## DOCUMENTO DE ORIGEM:
>>>

6. Não caracteriza cerceamento de defesa o julgamento
antecipado da lide sem a produção das provas requeridas pela
parte consideradas desnecessárias pelo juízo, desde que
devidamente fundamentado.
7. O óbice do enunciado n. 7 da Súmula do STJ impede o
reexame de fatos e provas para avaliar a necessidade de
inversão do ônus da prova no caso concreto.
8. Inexiste ofensa ao art. 1.022 do CPC quando a corte de
origem examina e decide, de modo claro e objetivo, as
questões que delimitam a controvérsia, não ocorrendo
nenhum vício que possa nulificar o acórdão recorrido. IV.
DISPOSITIVO E TESE
9. Agravo interno desprovido.

<<<

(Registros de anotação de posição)
>>>

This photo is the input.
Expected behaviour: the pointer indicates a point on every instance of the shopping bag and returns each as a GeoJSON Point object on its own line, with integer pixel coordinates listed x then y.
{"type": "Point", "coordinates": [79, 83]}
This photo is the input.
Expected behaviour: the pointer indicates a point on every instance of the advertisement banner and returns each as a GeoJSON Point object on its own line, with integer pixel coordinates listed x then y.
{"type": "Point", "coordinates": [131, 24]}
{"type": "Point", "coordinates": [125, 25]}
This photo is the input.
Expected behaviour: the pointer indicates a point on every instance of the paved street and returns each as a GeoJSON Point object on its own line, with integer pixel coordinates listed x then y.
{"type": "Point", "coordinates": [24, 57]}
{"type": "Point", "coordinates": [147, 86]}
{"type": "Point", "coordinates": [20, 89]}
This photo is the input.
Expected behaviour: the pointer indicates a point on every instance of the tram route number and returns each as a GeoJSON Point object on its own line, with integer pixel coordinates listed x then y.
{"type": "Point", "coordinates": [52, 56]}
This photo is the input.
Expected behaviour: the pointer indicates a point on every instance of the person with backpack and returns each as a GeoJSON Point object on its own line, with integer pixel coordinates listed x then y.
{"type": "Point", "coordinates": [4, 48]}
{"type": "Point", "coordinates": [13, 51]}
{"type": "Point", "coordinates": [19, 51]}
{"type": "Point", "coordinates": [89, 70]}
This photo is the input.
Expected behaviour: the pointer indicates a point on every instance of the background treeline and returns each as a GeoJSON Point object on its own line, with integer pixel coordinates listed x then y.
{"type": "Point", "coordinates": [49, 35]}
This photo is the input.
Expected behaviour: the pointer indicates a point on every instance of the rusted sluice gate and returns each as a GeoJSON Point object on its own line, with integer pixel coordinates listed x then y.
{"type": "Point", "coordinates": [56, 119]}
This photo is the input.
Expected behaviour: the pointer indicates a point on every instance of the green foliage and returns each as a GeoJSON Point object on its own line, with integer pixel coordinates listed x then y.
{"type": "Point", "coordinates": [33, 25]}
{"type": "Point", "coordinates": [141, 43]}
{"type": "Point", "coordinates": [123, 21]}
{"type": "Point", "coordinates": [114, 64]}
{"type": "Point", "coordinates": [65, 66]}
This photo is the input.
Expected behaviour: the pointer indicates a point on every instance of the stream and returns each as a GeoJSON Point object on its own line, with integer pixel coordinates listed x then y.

<<<

## TAREFA BREVE:
Transcreva na íntegra o documento de origem, sem nenhuma alteração.

## RESPOSTA DA TAREFA:
6. Não caracteriza cerceamento de defesa o julgamento
antecipado da lide sem a produção das provas requeridas pela
parte consideradas desnecessárias pelo juízo, desde que
devidamente fundamentado.
7. O óbice do enunciado n. 7 da Súmula do STJ impede o
reexame de fatos e provas para avaliar a necessidade de
inversão do ônus da prova no caso concreto.
8. Inexiste ofensa ao art. 1.022 do CPC quando a corte de
origem examina e decide, de modo claro e objetivo, as
questões que delimitam a controvérsia, não ocorrendo
nenhum vício que possa nulificar o acórdão recorrido. IV.
DISPOSITIVO E TESE
9. Agravo interno desprovido.